### Exercise requirements
Write out all of the entries that follow, word for word, but skip the pictures.

### Dataset rows
[start]

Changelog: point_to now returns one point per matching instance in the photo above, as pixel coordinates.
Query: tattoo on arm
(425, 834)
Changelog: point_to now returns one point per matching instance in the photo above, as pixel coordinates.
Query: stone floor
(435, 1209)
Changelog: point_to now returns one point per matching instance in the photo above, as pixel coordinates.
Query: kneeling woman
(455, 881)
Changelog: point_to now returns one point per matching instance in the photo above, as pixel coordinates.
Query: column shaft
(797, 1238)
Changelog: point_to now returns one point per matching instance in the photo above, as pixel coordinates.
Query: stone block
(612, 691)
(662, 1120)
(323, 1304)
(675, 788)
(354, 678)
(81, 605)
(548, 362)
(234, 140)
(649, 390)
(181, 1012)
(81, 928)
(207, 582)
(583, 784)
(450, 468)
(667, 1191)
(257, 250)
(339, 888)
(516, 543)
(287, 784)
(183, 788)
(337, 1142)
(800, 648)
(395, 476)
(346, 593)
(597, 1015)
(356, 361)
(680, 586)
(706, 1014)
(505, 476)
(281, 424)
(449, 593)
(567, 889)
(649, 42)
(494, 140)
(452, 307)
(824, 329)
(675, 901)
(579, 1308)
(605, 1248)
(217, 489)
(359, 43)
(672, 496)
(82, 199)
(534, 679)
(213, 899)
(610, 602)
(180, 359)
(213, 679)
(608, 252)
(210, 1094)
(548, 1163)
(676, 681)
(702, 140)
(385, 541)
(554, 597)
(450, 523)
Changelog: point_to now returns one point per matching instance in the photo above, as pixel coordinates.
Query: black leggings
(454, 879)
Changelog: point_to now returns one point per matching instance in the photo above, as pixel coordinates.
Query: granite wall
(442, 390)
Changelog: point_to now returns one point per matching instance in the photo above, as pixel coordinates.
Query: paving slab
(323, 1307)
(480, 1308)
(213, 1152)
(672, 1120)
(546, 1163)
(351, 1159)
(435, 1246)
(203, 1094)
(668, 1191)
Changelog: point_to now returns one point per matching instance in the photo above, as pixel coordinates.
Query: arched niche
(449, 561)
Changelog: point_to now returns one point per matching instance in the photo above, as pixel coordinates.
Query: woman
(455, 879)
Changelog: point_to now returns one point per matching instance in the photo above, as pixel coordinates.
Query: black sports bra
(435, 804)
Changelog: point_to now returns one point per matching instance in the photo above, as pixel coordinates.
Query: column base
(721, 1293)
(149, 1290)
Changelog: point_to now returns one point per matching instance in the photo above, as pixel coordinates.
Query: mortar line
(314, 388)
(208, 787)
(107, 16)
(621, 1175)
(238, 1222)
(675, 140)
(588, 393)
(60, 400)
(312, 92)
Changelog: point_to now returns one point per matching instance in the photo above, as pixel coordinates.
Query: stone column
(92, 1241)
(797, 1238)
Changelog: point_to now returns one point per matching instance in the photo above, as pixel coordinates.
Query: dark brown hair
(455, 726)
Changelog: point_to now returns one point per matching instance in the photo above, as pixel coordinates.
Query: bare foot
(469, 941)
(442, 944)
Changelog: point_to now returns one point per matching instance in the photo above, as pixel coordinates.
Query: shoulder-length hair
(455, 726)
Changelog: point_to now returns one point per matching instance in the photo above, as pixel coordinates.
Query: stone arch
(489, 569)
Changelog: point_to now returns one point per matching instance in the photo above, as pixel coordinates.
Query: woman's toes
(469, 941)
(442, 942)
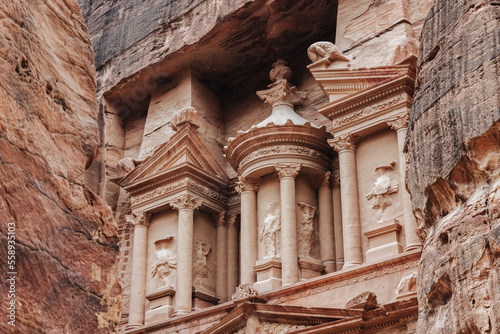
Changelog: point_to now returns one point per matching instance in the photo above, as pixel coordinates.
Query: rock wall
(65, 235)
(454, 159)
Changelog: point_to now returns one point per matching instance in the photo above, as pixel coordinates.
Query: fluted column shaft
(337, 222)
(140, 221)
(232, 254)
(351, 222)
(186, 205)
(248, 233)
(221, 272)
(289, 254)
(400, 124)
(326, 228)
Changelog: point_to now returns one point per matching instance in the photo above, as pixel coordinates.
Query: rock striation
(66, 236)
(453, 145)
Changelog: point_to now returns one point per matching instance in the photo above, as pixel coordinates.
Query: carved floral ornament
(139, 218)
(344, 142)
(247, 184)
(184, 202)
(287, 170)
(400, 122)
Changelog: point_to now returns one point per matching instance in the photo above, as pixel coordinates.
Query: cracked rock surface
(453, 171)
(66, 235)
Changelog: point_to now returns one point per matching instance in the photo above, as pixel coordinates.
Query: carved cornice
(220, 219)
(283, 149)
(232, 219)
(368, 111)
(139, 218)
(185, 202)
(344, 142)
(400, 122)
(287, 170)
(247, 184)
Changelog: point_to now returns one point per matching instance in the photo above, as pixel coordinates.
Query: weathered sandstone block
(66, 278)
(454, 152)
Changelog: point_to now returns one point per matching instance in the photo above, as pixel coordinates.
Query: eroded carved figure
(201, 270)
(163, 270)
(270, 234)
(305, 234)
(383, 187)
(322, 50)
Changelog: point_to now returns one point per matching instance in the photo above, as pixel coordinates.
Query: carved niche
(306, 236)
(201, 271)
(270, 233)
(165, 265)
(383, 187)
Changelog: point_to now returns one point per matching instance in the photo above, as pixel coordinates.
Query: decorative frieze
(139, 218)
(287, 170)
(185, 202)
(344, 142)
(367, 111)
(247, 184)
(283, 149)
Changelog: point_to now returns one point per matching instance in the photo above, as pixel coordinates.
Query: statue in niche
(305, 234)
(165, 264)
(383, 187)
(200, 264)
(270, 232)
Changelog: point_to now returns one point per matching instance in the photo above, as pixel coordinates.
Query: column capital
(247, 184)
(220, 219)
(232, 219)
(344, 142)
(323, 181)
(139, 218)
(185, 202)
(399, 122)
(287, 170)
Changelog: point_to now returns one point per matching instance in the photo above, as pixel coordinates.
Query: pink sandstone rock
(66, 236)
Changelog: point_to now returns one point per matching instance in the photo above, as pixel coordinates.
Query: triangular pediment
(184, 149)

[end]

### Task output
Changelog: point_to now returns one point per matching instance in the photo above, as pixel coordinates.
Query: tattoo on arm
(425, 834)
Changelog: point_to now returns one point per matching instance in the photo above, as pixel coordinates.
Query: stone floor
(435, 1209)
Changelog: point_to now returns one point per matching instance in the photo above, as pixel coordinates.
Query: kneeling woman
(455, 881)
Changelog: point_to now returns one point per matching instance in the photo above, as pixel coordinates.
Query: column shaft
(797, 1238)
Changelog: point_to now returns one point per matching instance in the photo above, as pixel coordinates.
Query: stone block
(612, 691)
(662, 1120)
(323, 1304)
(675, 788)
(354, 678)
(81, 605)
(548, 362)
(234, 140)
(649, 390)
(181, 1012)
(81, 928)
(207, 582)
(583, 784)
(450, 468)
(667, 1191)
(257, 250)
(339, 888)
(516, 543)
(287, 784)
(183, 788)
(337, 1142)
(800, 648)
(395, 476)
(346, 593)
(597, 1015)
(356, 361)
(680, 586)
(706, 1014)
(505, 476)
(281, 424)
(449, 593)
(567, 889)
(649, 42)
(494, 140)
(452, 307)
(824, 329)
(675, 901)
(579, 1308)
(605, 1248)
(217, 489)
(359, 43)
(672, 496)
(82, 199)
(534, 679)
(213, 899)
(610, 602)
(180, 359)
(213, 679)
(608, 252)
(210, 1094)
(548, 1163)
(676, 681)
(702, 140)
(385, 541)
(554, 597)
(450, 523)
Changelog: point_to now returns one point per matching instance in the photo above, as pixel coordinates.
Query: black leggings
(454, 879)
Changelog: point_to now returns one point per matching instance in the photo above, as pixel coordinates.
Query: granite wall
(442, 390)
Changelog: point_to now returns one point per matching instance in the photo above, as pixel coordinates.
Query: paving slab
(323, 1307)
(480, 1308)
(213, 1152)
(672, 1120)
(546, 1163)
(351, 1159)
(435, 1246)
(203, 1094)
(668, 1191)
Changelog: point_to now returns one point per matching instance in the photo above, as pixel coordinates.
Query: arched niche
(449, 561)
Changelog: point_to now returns one point per matching instance in the photo above, as pixel coordinates.
Query: woman
(455, 879)
Changelog: point_to now returns one point per matching instance in the photo above, as pixel coordinates.
Query: black sports bra
(435, 804)
Changelog: point_to now returns one point per matching instance in the photo above, as pixel coordinates.
Query: column base
(721, 1293)
(149, 1290)
Changelog: point_to now returns one point per matching instance in the photo above, as pixel coordinates.
Query: mortar line
(314, 388)
(208, 787)
(107, 16)
(621, 1175)
(238, 1222)
(675, 140)
(588, 393)
(60, 400)
(312, 92)
Changelog: point_to now returns one point per matching instance in the photo above, as pixel coordinates.
Query: stone column
(92, 1241)
(797, 1238)
Changelog: point_to now returns one point per matching instance in the photo above, as pixel coordinates.
Query: dark brown hair
(455, 726)
Changelog: point_to now returns one point per matching instance in the photo above, as pixel coordinates.
Query: bare foot
(469, 941)
(442, 944)
Changelog: point_to now returns one point per matching instance in the photo above, as pixel coordinates.
Query: shoulder-length hair
(455, 726)
Changelog: point_to now returns one point per matching instance in the photo above, as pixel coordinates.
Query: stone arch
(489, 569)
Changelog: point_to now returns one point per matching instance in the photo above, as pixel coordinates.
Query: woman's toes
(469, 941)
(442, 942)
Changelog: point_to now returns one point per matching instance in the photo above, as pixel coordinates.
Query: rock wall
(65, 235)
(454, 159)
Changelog: point_to now returns one point per matching instance in the photo above, as pixel coordinates.
Query: fluted column shaft
(337, 222)
(140, 221)
(232, 254)
(351, 222)
(186, 205)
(248, 233)
(221, 272)
(289, 254)
(400, 124)
(326, 228)
Changelog: point_to now returns one point per matching instance in the photo above, as pixel coordinates.
Query: rock striation
(66, 236)
(453, 145)
Changelog: point_to now returns one point per matching instance in the photo above, as pixel coordinates.
Query: carved floral ornament
(139, 218)
(344, 142)
(247, 184)
(184, 202)
(287, 170)
(400, 122)
Changelog: point_to now returns one point per matching instance in the photo above, as pixel coordinates.
Query: cracked rock surface
(453, 171)
(66, 235)
Changelog: point_to now returns one point per matching instance in the photo above, as pixel coordinates.
Query: carved cornice
(220, 219)
(283, 149)
(232, 219)
(368, 111)
(139, 218)
(185, 202)
(344, 142)
(400, 122)
(287, 170)
(247, 184)
Changelog: point_to now returns one point per matching instance in the photo above, as pixel coordinates.
Query: weathered sandstone block
(66, 278)
(454, 152)
Changelog: point_to now returns one point per matching instance in the photo above, as pixel coordinates.
Query: eroded carved figure
(201, 270)
(163, 270)
(270, 234)
(305, 234)
(383, 187)
(322, 50)
Changelog: point_to now returns one point per matching instance in the photo above, as pixel coordinates.
Query: carved niche
(306, 236)
(201, 271)
(270, 233)
(165, 265)
(383, 187)
Changelog: point_to now returns one point per matching instance in the photo above, as pixel coordinates.
Query: decorative frieze
(139, 218)
(287, 170)
(185, 202)
(344, 142)
(367, 111)
(247, 184)
(283, 149)
Changelog: point_to now returns one point per matching instance in the photo above, as pixel coordinates.
Query: statue in niche
(305, 234)
(165, 264)
(383, 187)
(200, 264)
(270, 232)
Changelog: point_to now returns one point per matching instance in the photo above, as pixel coordinates.
Query: column capital
(247, 184)
(220, 219)
(232, 219)
(344, 142)
(323, 181)
(139, 218)
(185, 202)
(399, 122)
(287, 170)
Changelog: point_to now returns one point per matching instance in the photo above, as pixel coordinates.
Query: pink sandstone rock
(66, 236)
Changelog: point_to now returns one point per matching instance in the photo above, as pixel coordinates.
Query: triangular pediment
(184, 149)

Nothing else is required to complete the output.